##### TEXT EXCERPT #####

SAPC.SFM: Stochastic Approximation Principal Component Analysis
In SFM: A Package for Analyzing Skew Factor Models
SAPC.SFM R Documentation
Stochastic Approximation Principal Component Analysis
Description
This function calculates several metrics for the SAPC method,
including the estimated factor loadings and uniquenesses, and various
error metrics comparing the estimated matrices with the true matrices.
Usage
SAPC.SFM(x, m, A, D, p)
Arguments
x
The data used in the SAPC analysis.
m
The number of common factors.
A
The true factor loadings matrix.
D
The true uniquenesses matrix.
p
The number of variables.
Value
A list of metrics including:
Asa
Estimated factor loadings matrix obtained from the SAPC analysis.
Dsa
Estimated uniquenesses vector obtained from the SAPC analysis.
MSESigmaA
Mean squared error of the estimated factor loadings (Asa) compared to the true loadings (A).

##### EXTRACTED INFORMATION #####

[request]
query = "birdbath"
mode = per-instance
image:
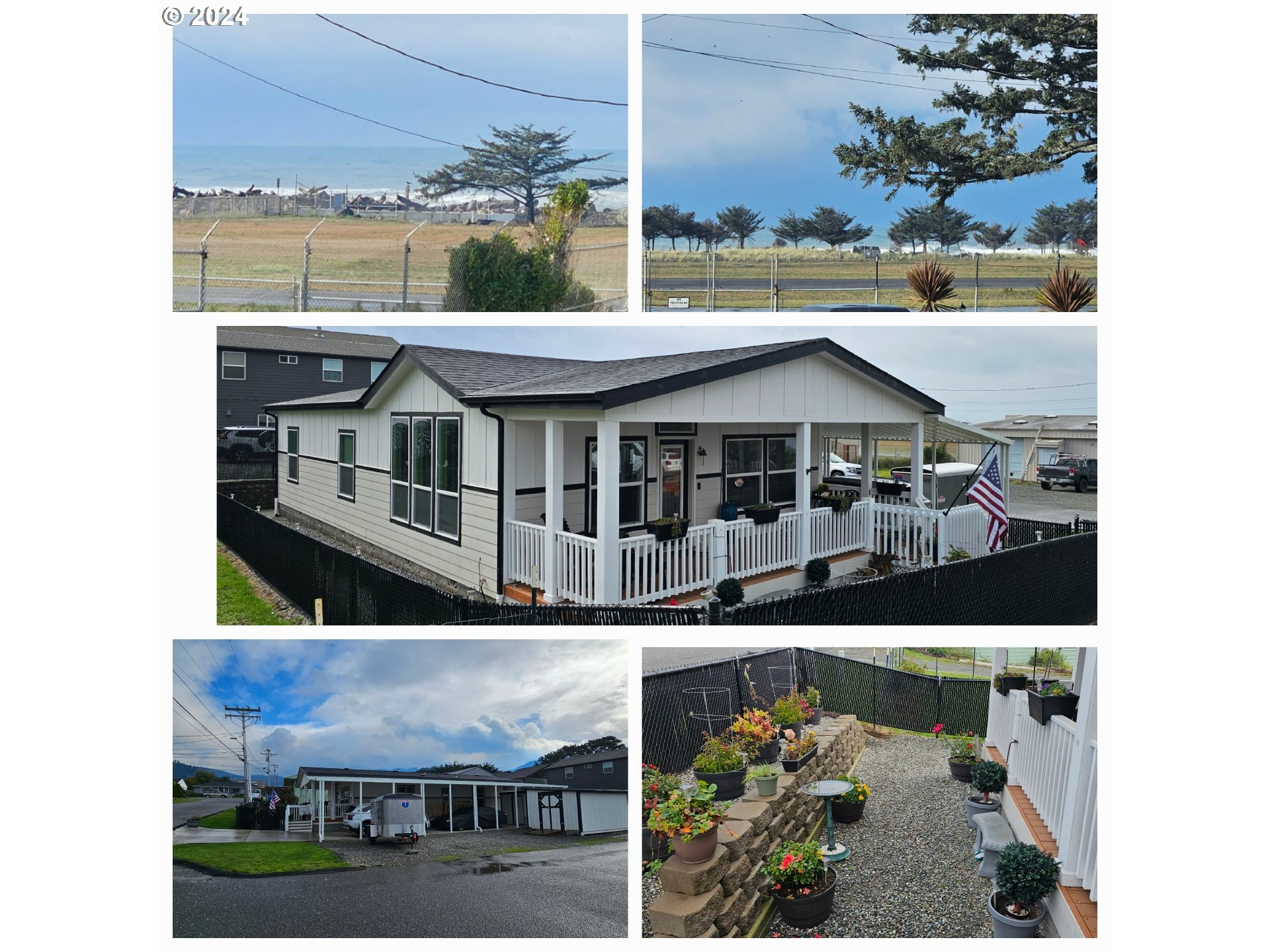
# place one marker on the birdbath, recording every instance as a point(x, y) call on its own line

#####

* _TASK TO CARRY OUT_
Write out the passage of the SAPC.SFM documentation starting with "SAPC.SFM: Stochastic Approximation" and going on through "SAPC.SFM(x, m, A, D, p)". The records stand apart from the SAPC.SFM documentation.

* _SOLUTION FOR THIS TASK_
SAPC.SFM: Stochastic Approximation Principal Component Analysis
In SFM: A Package for Analyzing Skew Factor Models
SAPC.SFM R Documentation
Stochastic Approximation Principal Component Analysis
Description
This function calculates several metrics for the SAPC method,
including the estimated factor loadings and uniquenesses, and various
error metrics comparing the estimated matrices with the true matrices.
Usage
SAPC.SFM(x, m, A, D, p)